# Start of Source records

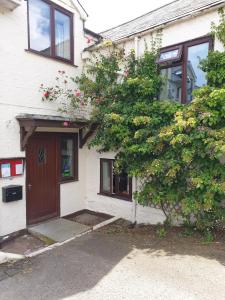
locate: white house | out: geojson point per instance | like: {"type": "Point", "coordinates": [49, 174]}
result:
{"type": "Point", "coordinates": [42, 151]}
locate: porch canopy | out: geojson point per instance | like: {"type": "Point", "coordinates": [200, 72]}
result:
{"type": "Point", "coordinates": [29, 123]}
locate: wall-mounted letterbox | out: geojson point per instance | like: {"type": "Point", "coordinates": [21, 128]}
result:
{"type": "Point", "coordinates": [12, 193]}
{"type": "Point", "coordinates": [11, 167]}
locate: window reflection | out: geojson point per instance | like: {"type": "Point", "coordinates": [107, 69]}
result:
{"type": "Point", "coordinates": [39, 23]}
{"type": "Point", "coordinates": [67, 157]}
{"type": "Point", "coordinates": [172, 83]}
{"type": "Point", "coordinates": [196, 78]}
{"type": "Point", "coordinates": [62, 35]}
{"type": "Point", "coordinates": [106, 174]}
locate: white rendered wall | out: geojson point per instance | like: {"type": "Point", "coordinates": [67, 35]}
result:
{"type": "Point", "coordinates": [182, 31]}
{"type": "Point", "coordinates": [21, 74]}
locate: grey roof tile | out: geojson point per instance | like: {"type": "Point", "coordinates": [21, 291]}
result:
{"type": "Point", "coordinates": [167, 13]}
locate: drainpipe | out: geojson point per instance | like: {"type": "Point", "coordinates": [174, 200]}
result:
{"type": "Point", "coordinates": [136, 48]}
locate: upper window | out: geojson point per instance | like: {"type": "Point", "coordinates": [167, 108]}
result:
{"type": "Point", "coordinates": [180, 69]}
{"type": "Point", "coordinates": [50, 30]}
{"type": "Point", "coordinates": [69, 157]}
{"type": "Point", "coordinates": [112, 184]}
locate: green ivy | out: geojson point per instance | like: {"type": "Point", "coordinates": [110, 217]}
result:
{"type": "Point", "coordinates": [176, 151]}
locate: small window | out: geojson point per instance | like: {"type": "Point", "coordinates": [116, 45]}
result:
{"type": "Point", "coordinates": [180, 69]}
{"type": "Point", "coordinates": [50, 30]}
{"type": "Point", "coordinates": [68, 158]}
{"type": "Point", "coordinates": [114, 185]}
{"type": "Point", "coordinates": [170, 54]}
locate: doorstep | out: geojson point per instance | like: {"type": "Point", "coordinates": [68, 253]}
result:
{"type": "Point", "coordinates": [58, 230]}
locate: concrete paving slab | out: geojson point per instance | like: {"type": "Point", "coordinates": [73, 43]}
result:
{"type": "Point", "coordinates": [59, 230]}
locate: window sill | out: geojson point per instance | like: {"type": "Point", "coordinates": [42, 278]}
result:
{"type": "Point", "coordinates": [68, 181]}
{"type": "Point", "coordinates": [52, 58]}
{"type": "Point", "coordinates": [128, 199]}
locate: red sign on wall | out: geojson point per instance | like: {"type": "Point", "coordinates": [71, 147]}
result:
{"type": "Point", "coordinates": [11, 167]}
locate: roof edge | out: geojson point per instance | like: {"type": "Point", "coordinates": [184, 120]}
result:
{"type": "Point", "coordinates": [218, 3]}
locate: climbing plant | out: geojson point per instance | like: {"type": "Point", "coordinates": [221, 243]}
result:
{"type": "Point", "coordinates": [176, 151]}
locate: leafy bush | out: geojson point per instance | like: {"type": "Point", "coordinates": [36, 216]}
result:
{"type": "Point", "coordinates": [176, 151]}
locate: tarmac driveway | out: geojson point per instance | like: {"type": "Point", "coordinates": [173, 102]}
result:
{"type": "Point", "coordinates": [120, 265]}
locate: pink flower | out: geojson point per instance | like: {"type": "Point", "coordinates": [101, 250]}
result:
{"type": "Point", "coordinates": [46, 94]}
{"type": "Point", "coordinates": [89, 40]}
{"type": "Point", "coordinates": [66, 123]}
{"type": "Point", "coordinates": [77, 93]}
{"type": "Point", "coordinates": [126, 73]}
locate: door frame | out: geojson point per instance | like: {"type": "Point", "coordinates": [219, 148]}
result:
{"type": "Point", "coordinates": [41, 219]}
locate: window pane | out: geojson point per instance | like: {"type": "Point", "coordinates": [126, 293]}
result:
{"type": "Point", "coordinates": [67, 157]}
{"type": "Point", "coordinates": [39, 24]}
{"type": "Point", "coordinates": [123, 183]}
{"type": "Point", "coordinates": [106, 176]}
{"type": "Point", "coordinates": [172, 83]}
{"type": "Point", "coordinates": [169, 55]}
{"type": "Point", "coordinates": [195, 76]}
{"type": "Point", "coordinates": [62, 35]}
{"type": "Point", "coordinates": [41, 155]}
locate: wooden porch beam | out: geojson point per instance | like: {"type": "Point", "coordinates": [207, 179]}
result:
{"type": "Point", "coordinates": [26, 135]}
{"type": "Point", "coordinates": [83, 139]}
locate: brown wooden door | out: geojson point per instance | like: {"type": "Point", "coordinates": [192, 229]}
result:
{"type": "Point", "coordinates": [42, 177]}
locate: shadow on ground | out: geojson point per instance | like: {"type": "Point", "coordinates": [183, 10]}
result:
{"type": "Point", "coordinates": [80, 265]}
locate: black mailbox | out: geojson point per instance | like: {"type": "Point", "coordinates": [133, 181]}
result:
{"type": "Point", "coordinates": [12, 193]}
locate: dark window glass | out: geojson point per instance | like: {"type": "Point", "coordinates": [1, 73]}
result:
{"type": "Point", "coordinates": [172, 83]}
{"type": "Point", "coordinates": [67, 157]}
{"type": "Point", "coordinates": [180, 70]}
{"type": "Point", "coordinates": [39, 24]}
{"type": "Point", "coordinates": [196, 78]}
{"type": "Point", "coordinates": [62, 35]}
{"type": "Point", "coordinates": [106, 176]}
{"type": "Point", "coordinates": [41, 155]}
{"type": "Point", "coordinates": [50, 30]}
{"type": "Point", "coordinates": [118, 185]}
{"type": "Point", "coordinates": [123, 184]}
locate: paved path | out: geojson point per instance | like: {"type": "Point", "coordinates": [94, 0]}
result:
{"type": "Point", "coordinates": [109, 266]}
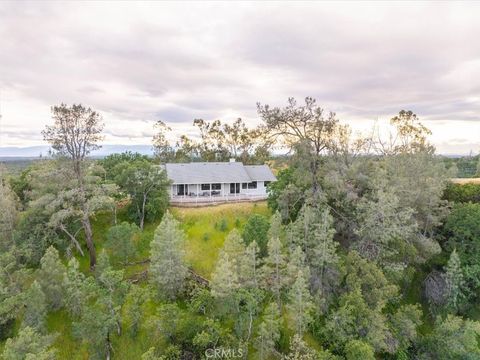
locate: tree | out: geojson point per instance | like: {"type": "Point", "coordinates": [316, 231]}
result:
{"type": "Point", "coordinates": [234, 247]}
{"type": "Point", "coordinates": [404, 324]}
{"type": "Point", "coordinates": [462, 234]}
{"type": "Point", "coordinates": [300, 304]}
{"type": "Point", "coordinates": [151, 355]}
{"type": "Point", "coordinates": [273, 269]}
{"type": "Point", "coordinates": [359, 309]}
{"type": "Point", "coordinates": [163, 150]}
{"type": "Point", "coordinates": [146, 184]}
{"type": "Point", "coordinates": [357, 349]}
{"type": "Point", "coordinates": [57, 195]}
{"type": "Point", "coordinates": [50, 277]}
{"type": "Point", "coordinates": [256, 229]}
{"type": "Point", "coordinates": [455, 280]}
{"type": "Point", "coordinates": [100, 315]}
{"type": "Point", "coordinates": [94, 328]}
{"type": "Point", "coordinates": [75, 288]}
{"type": "Point", "coordinates": [224, 278]}
{"type": "Point", "coordinates": [167, 267]}
{"type": "Point", "coordinates": [29, 344]}
{"type": "Point", "coordinates": [304, 127]}
{"type": "Point", "coordinates": [313, 232]}
{"type": "Point", "coordinates": [136, 297]}
{"type": "Point", "coordinates": [299, 350]}
{"type": "Point", "coordinates": [120, 241]}
{"type": "Point", "coordinates": [13, 285]}
{"type": "Point", "coordinates": [452, 338]}
{"type": "Point", "coordinates": [109, 163]}
{"type": "Point", "coordinates": [112, 288]}
{"type": "Point", "coordinates": [8, 214]}
{"type": "Point", "coordinates": [268, 332]}
{"type": "Point", "coordinates": [285, 196]}
{"type": "Point", "coordinates": [386, 231]}
{"type": "Point", "coordinates": [35, 308]}
{"type": "Point", "coordinates": [249, 266]}
{"type": "Point", "coordinates": [75, 133]}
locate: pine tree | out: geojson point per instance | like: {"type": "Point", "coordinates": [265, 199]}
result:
{"type": "Point", "coordinates": [120, 241]}
{"type": "Point", "coordinates": [357, 349]}
{"type": "Point", "coordinates": [35, 308]}
{"type": "Point", "coordinates": [268, 332]}
{"type": "Point", "coordinates": [50, 277]}
{"type": "Point", "coordinates": [313, 231]}
{"type": "Point", "coordinates": [136, 297]}
{"type": "Point", "coordinates": [249, 266]}
{"type": "Point", "coordinates": [234, 247]}
{"type": "Point", "coordinates": [300, 351]}
{"type": "Point", "coordinates": [300, 304]}
{"type": "Point", "coordinates": [167, 268]}
{"type": "Point", "coordinates": [74, 285]}
{"type": "Point", "coordinates": [8, 213]}
{"type": "Point", "coordinates": [296, 263]}
{"type": "Point", "coordinates": [29, 344]}
{"type": "Point", "coordinates": [224, 278]}
{"type": "Point", "coordinates": [455, 280]}
{"type": "Point", "coordinates": [112, 288]}
{"type": "Point", "coordinates": [273, 270]}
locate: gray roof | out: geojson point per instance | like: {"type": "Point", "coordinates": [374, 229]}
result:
{"type": "Point", "coordinates": [259, 173]}
{"type": "Point", "coordinates": [217, 172]}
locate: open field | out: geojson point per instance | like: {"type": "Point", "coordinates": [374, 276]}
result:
{"type": "Point", "coordinates": [462, 181]}
{"type": "Point", "coordinates": [207, 227]}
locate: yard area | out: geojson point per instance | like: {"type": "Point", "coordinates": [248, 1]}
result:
{"type": "Point", "coordinates": [206, 228]}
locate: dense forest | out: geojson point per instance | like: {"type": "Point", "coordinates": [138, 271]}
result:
{"type": "Point", "coordinates": [364, 250]}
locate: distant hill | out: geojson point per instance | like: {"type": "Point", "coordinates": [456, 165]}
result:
{"type": "Point", "coordinates": [42, 150]}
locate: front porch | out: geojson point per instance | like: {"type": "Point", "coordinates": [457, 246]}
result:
{"type": "Point", "coordinates": [202, 200]}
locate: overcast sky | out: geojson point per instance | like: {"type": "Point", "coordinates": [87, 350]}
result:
{"type": "Point", "coordinates": [141, 62]}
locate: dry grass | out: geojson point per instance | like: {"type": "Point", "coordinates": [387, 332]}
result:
{"type": "Point", "coordinates": [206, 228]}
{"type": "Point", "coordinates": [463, 181]}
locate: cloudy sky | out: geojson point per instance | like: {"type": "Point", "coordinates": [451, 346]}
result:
{"type": "Point", "coordinates": [140, 62]}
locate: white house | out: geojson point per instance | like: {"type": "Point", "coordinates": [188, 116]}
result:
{"type": "Point", "coordinates": [218, 181]}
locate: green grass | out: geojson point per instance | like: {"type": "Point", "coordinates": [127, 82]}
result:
{"type": "Point", "coordinates": [206, 229]}
{"type": "Point", "coordinates": [60, 324]}
{"type": "Point", "coordinates": [205, 234]}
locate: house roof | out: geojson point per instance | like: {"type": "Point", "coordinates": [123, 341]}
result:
{"type": "Point", "coordinates": [259, 173]}
{"type": "Point", "coordinates": [216, 172]}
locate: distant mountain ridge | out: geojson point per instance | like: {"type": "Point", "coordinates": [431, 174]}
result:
{"type": "Point", "coordinates": [42, 150]}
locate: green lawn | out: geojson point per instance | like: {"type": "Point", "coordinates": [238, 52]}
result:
{"type": "Point", "coordinates": [207, 227]}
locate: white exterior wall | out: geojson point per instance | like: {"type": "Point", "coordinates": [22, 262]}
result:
{"type": "Point", "coordinates": [224, 191]}
{"type": "Point", "coordinates": [260, 190]}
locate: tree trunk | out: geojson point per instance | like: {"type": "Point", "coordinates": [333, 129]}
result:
{"type": "Point", "coordinates": [142, 215]}
{"type": "Point", "coordinates": [89, 240]}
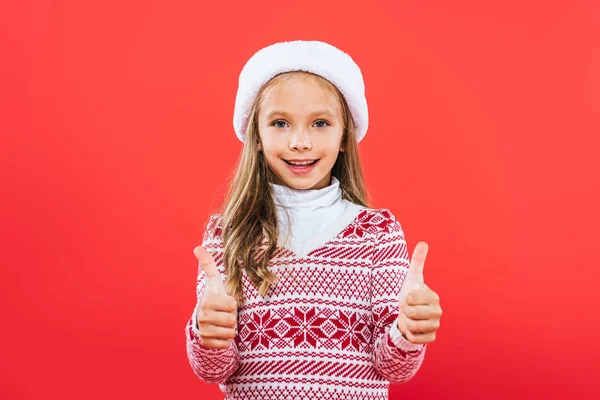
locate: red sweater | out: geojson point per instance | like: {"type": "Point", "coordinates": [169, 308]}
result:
{"type": "Point", "coordinates": [327, 329]}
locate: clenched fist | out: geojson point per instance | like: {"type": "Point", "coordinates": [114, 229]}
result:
{"type": "Point", "coordinates": [217, 311]}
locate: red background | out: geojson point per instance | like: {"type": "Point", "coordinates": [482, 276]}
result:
{"type": "Point", "coordinates": [117, 138]}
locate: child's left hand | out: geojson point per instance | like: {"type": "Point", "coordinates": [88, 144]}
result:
{"type": "Point", "coordinates": [420, 311]}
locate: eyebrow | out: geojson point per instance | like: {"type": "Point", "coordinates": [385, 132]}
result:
{"type": "Point", "coordinates": [326, 112]}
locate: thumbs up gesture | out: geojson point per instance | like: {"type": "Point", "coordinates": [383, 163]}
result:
{"type": "Point", "coordinates": [420, 310]}
{"type": "Point", "coordinates": [217, 311]}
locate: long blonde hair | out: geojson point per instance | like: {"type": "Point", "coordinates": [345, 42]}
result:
{"type": "Point", "coordinates": [249, 212]}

# End of Source records

Copy out exactly the lines between the line with "locate: child's left" and the last line of the entries, counting both of those lines.

Response to this exercise:
locate: child's left hand | out: geojson point per instance | like: {"type": "Point", "coordinates": [88, 144]}
result:
{"type": "Point", "coordinates": [420, 311]}
locate: eyebrow | out: geojson point per instance | like: {"type": "Point", "coordinates": [385, 132]}
result:
{"type": "Point", "coordinates": [326, 112]}
locate: thumbs up gesture | out: geojson point per instance | like: {"type": "Point", "coordinates": [383, 163]}
result:
{"type": "Point", "coordinates": [420, 310]}
{"type": "Point", "coordinates": [217, 311]}
locate: long blonde hair | out: geojson point per instance | like: {"type": "Point", "coordinates": [345, 42]}
result:
{"type": "Point", "coordinates": [249, 212]}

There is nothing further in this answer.